__WHAT YOU WILL DO__
Could the lines from the one with "Target: lavender t-shirt" through the end of the listing be restated exactly, with nothing else included?

——

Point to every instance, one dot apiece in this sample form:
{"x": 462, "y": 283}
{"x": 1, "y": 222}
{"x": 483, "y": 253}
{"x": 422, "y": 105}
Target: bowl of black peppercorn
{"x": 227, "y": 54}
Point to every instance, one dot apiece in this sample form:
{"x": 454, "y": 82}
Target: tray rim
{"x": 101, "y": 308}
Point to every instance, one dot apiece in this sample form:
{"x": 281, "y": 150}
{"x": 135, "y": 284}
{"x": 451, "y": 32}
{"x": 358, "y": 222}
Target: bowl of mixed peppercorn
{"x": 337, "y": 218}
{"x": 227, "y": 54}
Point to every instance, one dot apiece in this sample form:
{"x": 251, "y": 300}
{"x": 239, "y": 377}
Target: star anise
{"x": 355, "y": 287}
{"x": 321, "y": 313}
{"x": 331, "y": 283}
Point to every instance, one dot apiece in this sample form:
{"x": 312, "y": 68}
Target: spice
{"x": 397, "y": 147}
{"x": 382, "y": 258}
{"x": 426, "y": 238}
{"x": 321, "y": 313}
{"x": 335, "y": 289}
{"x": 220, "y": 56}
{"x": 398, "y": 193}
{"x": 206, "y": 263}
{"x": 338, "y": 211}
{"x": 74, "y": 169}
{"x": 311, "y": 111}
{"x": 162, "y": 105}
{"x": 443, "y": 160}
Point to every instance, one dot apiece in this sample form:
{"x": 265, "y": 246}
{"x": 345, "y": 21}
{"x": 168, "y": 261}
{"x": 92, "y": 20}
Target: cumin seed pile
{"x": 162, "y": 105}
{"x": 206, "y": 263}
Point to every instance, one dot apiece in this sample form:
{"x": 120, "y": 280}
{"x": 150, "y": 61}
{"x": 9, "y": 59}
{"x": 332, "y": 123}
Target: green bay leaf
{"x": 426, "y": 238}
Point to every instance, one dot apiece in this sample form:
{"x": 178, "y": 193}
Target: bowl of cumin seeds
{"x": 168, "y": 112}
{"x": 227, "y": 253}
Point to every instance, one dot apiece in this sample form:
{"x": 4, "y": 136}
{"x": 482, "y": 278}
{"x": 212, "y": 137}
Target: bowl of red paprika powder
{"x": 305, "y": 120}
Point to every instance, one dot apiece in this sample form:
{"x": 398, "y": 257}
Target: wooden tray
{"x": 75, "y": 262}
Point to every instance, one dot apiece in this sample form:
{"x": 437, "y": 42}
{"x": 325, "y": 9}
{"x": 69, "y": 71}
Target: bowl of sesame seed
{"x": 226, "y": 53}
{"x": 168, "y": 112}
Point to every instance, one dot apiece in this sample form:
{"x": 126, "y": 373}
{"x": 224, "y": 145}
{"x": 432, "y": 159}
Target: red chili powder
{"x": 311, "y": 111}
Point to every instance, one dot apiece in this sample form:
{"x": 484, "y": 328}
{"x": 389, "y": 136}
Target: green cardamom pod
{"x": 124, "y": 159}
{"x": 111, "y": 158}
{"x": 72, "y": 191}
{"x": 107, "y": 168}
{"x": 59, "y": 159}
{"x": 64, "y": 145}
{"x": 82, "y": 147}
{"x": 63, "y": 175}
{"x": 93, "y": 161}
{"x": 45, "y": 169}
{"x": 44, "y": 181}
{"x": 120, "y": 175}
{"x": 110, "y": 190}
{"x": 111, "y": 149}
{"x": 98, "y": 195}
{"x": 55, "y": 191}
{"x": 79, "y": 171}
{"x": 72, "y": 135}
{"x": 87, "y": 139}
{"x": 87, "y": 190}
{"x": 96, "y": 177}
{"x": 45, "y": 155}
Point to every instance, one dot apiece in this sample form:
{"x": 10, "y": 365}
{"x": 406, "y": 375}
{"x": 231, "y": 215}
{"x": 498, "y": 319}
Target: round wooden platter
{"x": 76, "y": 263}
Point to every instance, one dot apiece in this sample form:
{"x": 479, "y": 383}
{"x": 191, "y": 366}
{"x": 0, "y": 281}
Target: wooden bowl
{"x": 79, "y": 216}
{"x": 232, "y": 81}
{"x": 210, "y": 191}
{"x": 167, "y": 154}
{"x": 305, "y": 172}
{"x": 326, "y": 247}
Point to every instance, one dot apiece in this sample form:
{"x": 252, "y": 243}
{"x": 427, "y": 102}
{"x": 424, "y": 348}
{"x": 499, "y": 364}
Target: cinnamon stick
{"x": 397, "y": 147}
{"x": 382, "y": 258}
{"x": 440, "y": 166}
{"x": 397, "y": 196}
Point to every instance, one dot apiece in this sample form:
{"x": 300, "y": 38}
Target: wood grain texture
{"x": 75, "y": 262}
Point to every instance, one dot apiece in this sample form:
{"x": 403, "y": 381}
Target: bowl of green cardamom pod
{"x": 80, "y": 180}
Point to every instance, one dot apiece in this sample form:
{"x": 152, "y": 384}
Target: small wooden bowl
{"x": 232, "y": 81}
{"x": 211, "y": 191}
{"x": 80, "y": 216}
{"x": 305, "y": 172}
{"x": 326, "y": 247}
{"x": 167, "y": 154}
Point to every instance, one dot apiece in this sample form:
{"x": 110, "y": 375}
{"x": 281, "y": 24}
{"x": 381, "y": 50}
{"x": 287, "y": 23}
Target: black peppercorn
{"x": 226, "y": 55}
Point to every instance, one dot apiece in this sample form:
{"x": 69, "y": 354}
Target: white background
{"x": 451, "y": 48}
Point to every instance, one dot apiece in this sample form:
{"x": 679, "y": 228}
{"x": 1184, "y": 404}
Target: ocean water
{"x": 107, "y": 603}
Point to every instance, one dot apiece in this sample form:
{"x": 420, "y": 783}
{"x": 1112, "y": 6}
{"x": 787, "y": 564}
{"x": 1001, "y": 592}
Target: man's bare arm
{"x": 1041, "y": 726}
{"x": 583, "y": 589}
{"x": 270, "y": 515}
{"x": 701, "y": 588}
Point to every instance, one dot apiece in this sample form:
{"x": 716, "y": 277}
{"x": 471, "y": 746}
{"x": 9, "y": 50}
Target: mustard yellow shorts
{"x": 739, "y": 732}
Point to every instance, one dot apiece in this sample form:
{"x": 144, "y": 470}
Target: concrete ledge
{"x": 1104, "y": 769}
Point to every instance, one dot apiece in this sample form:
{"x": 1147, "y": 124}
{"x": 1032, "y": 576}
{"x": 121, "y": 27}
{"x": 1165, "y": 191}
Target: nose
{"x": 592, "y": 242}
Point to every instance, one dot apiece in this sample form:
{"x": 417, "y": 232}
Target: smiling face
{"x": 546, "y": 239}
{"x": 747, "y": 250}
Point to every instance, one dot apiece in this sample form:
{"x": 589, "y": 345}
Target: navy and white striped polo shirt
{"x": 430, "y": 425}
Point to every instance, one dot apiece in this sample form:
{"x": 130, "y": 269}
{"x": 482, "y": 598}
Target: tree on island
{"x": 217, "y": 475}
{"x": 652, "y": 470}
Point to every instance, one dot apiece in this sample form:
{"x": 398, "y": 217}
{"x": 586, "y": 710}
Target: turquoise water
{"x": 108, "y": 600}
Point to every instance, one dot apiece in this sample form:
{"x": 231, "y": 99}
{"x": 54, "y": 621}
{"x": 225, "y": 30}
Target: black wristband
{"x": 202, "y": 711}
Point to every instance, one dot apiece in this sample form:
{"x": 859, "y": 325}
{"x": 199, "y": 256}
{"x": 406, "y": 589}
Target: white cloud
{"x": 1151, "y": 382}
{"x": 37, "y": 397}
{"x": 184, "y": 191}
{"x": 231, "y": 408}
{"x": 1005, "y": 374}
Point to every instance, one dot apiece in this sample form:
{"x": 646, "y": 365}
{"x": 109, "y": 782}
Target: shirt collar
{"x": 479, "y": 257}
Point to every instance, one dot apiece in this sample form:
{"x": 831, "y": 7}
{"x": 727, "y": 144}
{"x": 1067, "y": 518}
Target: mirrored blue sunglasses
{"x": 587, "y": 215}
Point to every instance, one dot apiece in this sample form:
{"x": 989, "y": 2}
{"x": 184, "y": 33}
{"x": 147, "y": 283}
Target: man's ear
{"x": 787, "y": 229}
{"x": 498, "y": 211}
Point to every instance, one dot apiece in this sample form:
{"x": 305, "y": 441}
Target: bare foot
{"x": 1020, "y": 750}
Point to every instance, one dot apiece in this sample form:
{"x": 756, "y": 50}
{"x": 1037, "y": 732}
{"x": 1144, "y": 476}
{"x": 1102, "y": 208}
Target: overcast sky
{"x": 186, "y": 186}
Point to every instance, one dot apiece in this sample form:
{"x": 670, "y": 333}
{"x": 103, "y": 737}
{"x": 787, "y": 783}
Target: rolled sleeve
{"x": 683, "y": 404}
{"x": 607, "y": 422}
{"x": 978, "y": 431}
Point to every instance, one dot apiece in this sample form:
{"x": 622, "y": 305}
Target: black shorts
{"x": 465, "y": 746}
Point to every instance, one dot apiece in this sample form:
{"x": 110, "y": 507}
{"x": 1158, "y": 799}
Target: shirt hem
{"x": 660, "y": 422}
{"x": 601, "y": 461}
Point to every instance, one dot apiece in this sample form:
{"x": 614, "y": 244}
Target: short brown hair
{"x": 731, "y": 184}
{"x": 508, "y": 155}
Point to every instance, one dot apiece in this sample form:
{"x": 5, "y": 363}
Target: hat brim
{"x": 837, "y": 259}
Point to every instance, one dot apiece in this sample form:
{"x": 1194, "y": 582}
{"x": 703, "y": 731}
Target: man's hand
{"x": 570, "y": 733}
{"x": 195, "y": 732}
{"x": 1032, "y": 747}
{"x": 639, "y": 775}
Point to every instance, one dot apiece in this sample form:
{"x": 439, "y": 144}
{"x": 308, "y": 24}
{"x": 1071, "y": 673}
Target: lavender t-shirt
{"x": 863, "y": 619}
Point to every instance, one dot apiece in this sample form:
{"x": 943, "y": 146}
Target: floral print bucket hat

——

__TASK OUTPUT__
Target: lavender t-shirt
{"x": 863, "y": 619}
Point to every instance, one dot apiece in this sample form:
{"x": 943, "y": 146}
Target: floral print bucket hat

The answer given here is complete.